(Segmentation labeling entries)
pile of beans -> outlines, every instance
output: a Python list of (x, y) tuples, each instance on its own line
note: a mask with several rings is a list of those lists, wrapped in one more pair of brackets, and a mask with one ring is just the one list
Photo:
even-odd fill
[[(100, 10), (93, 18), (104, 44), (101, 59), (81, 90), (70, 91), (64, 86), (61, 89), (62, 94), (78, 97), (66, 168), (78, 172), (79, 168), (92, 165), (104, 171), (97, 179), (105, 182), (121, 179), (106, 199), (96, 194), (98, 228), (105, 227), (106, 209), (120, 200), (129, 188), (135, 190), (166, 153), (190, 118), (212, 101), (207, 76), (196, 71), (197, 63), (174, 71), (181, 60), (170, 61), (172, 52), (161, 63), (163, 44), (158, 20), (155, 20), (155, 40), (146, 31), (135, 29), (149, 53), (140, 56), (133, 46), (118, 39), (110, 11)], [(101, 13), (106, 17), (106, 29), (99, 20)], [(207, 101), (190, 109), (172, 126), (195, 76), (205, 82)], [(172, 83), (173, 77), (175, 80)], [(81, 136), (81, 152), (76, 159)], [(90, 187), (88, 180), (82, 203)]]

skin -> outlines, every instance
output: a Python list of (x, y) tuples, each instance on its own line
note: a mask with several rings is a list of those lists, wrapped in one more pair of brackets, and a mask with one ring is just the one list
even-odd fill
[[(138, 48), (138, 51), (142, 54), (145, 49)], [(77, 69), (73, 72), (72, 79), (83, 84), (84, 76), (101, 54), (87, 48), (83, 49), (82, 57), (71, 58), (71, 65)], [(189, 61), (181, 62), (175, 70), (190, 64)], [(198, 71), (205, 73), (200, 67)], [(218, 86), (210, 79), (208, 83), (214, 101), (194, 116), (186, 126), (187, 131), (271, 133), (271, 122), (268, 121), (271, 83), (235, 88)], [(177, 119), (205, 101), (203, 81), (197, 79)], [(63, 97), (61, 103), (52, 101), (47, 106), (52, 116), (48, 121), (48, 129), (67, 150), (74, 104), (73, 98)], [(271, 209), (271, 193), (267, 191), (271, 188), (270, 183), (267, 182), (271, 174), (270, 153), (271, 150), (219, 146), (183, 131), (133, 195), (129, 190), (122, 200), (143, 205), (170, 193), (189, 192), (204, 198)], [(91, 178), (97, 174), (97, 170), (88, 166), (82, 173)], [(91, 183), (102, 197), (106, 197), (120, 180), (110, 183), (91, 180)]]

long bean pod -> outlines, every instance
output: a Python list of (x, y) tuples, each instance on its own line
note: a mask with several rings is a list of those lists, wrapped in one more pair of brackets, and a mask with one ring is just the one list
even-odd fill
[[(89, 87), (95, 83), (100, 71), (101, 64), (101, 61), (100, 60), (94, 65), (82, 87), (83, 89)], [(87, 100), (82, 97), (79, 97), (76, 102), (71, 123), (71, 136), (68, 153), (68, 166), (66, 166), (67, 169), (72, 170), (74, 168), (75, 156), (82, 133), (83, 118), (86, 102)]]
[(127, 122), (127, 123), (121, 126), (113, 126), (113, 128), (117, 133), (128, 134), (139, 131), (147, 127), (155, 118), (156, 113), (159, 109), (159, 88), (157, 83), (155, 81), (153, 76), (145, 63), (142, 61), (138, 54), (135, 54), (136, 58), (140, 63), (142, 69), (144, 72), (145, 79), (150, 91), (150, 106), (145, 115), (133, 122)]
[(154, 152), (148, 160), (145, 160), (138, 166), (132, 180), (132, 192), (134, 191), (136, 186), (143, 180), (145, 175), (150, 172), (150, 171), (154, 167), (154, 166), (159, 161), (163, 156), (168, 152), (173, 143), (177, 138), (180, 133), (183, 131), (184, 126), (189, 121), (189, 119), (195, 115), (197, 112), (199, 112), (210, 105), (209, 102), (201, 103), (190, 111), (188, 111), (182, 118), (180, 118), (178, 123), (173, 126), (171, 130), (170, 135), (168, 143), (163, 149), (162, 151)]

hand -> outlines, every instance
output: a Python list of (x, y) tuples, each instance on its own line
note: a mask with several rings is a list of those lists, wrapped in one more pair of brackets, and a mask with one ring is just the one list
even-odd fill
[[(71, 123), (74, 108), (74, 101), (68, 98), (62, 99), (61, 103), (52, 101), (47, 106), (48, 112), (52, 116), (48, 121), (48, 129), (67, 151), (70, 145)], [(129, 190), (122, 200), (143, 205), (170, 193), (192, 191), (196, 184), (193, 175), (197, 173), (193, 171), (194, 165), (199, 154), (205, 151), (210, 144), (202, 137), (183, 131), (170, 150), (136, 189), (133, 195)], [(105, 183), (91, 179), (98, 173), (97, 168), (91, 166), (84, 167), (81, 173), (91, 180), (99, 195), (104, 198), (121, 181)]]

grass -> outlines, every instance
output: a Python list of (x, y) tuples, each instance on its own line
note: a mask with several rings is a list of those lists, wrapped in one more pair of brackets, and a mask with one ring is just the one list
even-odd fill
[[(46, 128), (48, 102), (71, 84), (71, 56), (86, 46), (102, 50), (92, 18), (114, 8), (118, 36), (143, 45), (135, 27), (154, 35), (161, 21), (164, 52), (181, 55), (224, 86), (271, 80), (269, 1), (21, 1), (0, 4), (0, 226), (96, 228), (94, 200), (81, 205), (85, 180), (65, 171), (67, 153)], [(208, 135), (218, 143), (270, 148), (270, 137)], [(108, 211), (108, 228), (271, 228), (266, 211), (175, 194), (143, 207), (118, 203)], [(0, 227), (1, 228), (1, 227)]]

Task description: From the entries above, pull out each line that contains the word "every" and copy it in full.

Response:
pile of beans -> outlines, every instance
skin -> outlines, every instance
long bean pod -> outlines, every instance
hand -> outlines, every instance
grass -> outlines, every instance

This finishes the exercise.